Phrase grounding data:
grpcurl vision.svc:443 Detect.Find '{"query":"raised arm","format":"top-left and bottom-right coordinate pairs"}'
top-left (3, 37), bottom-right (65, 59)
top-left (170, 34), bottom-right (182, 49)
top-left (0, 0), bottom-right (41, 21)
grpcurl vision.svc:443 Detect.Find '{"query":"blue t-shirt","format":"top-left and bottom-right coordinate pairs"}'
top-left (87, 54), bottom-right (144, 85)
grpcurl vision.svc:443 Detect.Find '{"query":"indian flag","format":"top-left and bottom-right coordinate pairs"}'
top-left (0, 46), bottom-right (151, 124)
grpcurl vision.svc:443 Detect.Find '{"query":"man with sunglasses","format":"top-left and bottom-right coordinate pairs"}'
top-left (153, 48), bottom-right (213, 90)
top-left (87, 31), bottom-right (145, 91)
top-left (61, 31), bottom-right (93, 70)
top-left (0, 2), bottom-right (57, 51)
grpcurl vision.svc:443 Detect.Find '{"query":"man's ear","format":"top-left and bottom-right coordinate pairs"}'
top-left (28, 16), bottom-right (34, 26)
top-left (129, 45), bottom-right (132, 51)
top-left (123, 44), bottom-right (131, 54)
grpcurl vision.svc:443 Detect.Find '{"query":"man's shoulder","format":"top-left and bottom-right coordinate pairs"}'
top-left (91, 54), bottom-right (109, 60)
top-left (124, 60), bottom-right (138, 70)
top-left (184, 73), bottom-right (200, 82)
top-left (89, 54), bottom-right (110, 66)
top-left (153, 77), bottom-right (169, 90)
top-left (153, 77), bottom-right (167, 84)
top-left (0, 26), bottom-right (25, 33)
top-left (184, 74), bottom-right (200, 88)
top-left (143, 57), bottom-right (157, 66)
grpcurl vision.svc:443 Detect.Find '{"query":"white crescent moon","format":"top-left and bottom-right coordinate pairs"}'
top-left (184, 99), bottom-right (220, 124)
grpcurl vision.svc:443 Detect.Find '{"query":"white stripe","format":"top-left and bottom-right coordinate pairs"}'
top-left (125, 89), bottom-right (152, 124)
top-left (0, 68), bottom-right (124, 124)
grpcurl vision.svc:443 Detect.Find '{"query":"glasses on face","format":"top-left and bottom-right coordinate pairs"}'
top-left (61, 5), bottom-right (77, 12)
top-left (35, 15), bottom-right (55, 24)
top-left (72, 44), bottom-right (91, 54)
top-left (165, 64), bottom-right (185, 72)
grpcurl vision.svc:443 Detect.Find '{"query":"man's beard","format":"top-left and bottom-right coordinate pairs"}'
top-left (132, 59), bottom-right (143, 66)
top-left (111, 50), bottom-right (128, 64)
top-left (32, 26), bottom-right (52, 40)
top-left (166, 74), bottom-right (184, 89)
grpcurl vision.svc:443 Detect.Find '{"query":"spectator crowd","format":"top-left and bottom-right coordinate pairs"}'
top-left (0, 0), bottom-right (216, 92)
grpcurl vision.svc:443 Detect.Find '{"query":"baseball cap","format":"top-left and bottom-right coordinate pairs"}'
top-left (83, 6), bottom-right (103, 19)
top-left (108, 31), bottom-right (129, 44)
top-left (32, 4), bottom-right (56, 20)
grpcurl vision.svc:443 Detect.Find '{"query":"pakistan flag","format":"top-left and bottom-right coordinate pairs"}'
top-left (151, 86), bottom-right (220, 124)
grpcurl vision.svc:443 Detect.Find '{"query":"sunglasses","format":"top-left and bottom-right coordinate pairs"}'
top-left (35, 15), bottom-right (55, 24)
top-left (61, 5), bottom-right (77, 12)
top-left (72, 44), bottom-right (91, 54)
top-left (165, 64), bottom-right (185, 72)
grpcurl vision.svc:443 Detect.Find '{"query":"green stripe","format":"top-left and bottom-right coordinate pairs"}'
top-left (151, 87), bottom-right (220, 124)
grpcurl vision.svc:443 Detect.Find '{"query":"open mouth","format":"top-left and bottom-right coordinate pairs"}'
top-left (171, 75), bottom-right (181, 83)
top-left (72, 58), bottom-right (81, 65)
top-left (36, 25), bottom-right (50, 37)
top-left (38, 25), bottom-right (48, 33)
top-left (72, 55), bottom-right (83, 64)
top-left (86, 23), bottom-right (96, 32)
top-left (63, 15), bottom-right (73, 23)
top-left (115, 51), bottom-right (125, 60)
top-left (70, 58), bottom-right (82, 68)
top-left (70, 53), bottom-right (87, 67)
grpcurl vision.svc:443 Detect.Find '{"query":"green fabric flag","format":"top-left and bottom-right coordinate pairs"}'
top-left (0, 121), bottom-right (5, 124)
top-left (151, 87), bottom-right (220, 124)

What is expected: An exact transcription of the entries is needed, complete to the final line.

Final answer:
grpcurl vision.svc:443 Detect.Find '{"query":"raised arm","format":"top-left and bottom-right coordinate pairs"}'
top-left (3, 37), bottom-right (65, 59)
top-left (170, 34), bottom-right (182, 49)
top-left (0, 0), bottom-right (41, 21)
grpcurl vision.svc:443 Detect.Find '{"query":"blue t-shirt","format":"top-left and bottom-right coordinate pairs"}'
top-left (87, 54), bottom-right (144, 85)
grpcurl vision.svc:443 Detect.Find '{"query":"indian flag","format":"top-left and bottom-right coordinate pairs"}'
top-left (0, 46), bottom-right (151, 124)
grpcurl vision.svc:443 Detect.Find '{"query":"man with sunglasses","format":"top-left and bottom-right coordinate pairs"}'
top-left (153, 48), bottom-right (213, 90)
top-left (87, 31), bottom-right (145, 91)
top-left (61, 31), bottom-right (93, 70)
top-left (0, 2), bottom-right (57, 51)
grpcurl vision.svc:443 Detect.Find '{"query":"man's ear","format":"top-left and bottom-right coordinate pairs"}'
top-left (28, 16), bottom-right (34, 26)
top-left (129, 45), bottom-right (132, 51)
top-left (123, 44), bottom-right (131, 54)
grpcurl vision.svc:443 Detect.Find '{"query":"man's shoulder","format":"top-left and bottom-right coordinate pairs"}'
top-left (91, 54), bottom-right (109, 60)
top-left (124, 60), bottom-right (138, 70)
top-left (184, 73), bottom-right (200, 82)
top-left (89, 54), bottom-right (110, 66)
top-left (153, 77), bottom-right (169, 90)
top-left (153, 77), bottom-right (167, 84)
top-left (0, 26), bottom-right (25, 33)
top-left (184, 74), bottom-right (200, 88)
top-left (143, 57), bottom-right (157, 66)
grpcurl vision.svc:443 Detect.Find '{"query":"white crescent moon","format":"top-left and bottom-right coordinate pairs"}'
top-left (184, 99), bottom-right (220, 124)
grpcurl vision.svc:443 Detect.Find '{"query":"white stripe","format":"top-left and bottom-right coordinate pairs"}'
top-left (125, 89), bottom-right (152, 124)
top-left (0, 68), bottom-right (124, 124)
grpcurl vision.svc:443 Detect.Find '{"query":"glasses on face","format":"top-left and bottom-right coordinate pairs"}'
top-left (61, 5), bottom-right (77, 12)
top-left (35, 15), bottom-right (55, 24)
top-left (72, 44), bottom-right (91, 54)
top-left (165, 64), bottom-right (185, 72)
grpcurl vision.svc:443 Detect.Find '{"query":"man's beard","format":"top-left and bottom-right coordinate pairs"}'
top-left (132, 59), bottom-right (143, 66)
top-left (111, 50), bottom-right (128, 64)
top-left (32, 26), bottom-right (52, 40)
top-left (166, 74), bottom-right (184, 89)
grpcurl vision.svc:443 Detect.Find '{"query":"spectator crowd","format":"top-left and bottom-right coordinate pairs"}'
top-left (0, 0), bottom-right (216, 92)
grpcurl vision.svc:443 Detect.Find '{"query":"baseball cap","format":"top-left and bottom-right coordinate pairs"}'
top-left (83, 6), bottom-right (103, 19)
top-left (108, 31), bottom-right (129, 44)
top-left (32, 4), bottom-right (56, 20)
grpcurl vision.svc:443 Detect.Find '{"query":"pakistan flag","format":"top-left and bottom-right coordinate pairs"}'
top-left (151, 86), bottom-right (220, 124)
grpcurl vision.svc:443 Detect.Find '{"query":"sunglasses","format":"top-left and bottom-right coordinate pairs"}'
top-left (35, 15), bottom-right (55, 24)
top-left (61, 5), bottom-right (77, 12)
top-left (72, 44), bottom-right (91, 54)
top-left (165, 64), bottom-right (185, 72)
grpcurl vision.svc:443 Detect.Find '{"query":"green stripe","format":"top-left and bottom-right coordinate pairs"}'
top-left (151, 87), bottom-right (220, 124)
grpcurl vision.svc:443 Detect.Find '{"query":"open mouth","format":"top-left and bottom-right coordinate pairs"}'
top-left (171, 75), bottom-right (181, 83)
top-left (72, 58), bottom-right (81, 65)
top-left (36, 25), bottom-right (50, 37)
top-left (38, 25), bottom-right (48, 33)
top-left (72, 55), bottom-right (83, 64)
top-left (86, 23), bottom-right (96, 32)
top-left (63, 15), bottom-right (73, 23)
top-left (115, 51), bottom-right (125, 60)
top-left (70, 58), bottom-right (82, 68)
top-left (70, 53), bottom-right (87, 67)
grpcurl vision.svc:443 Detect.Find '{"query":"green fabric flag","format":"top-left and bottom-right coordinate pairs"}'
top-left (0, 121), bottom-right (5, 124)
top-left (151, 87), bottom-right (220, 124)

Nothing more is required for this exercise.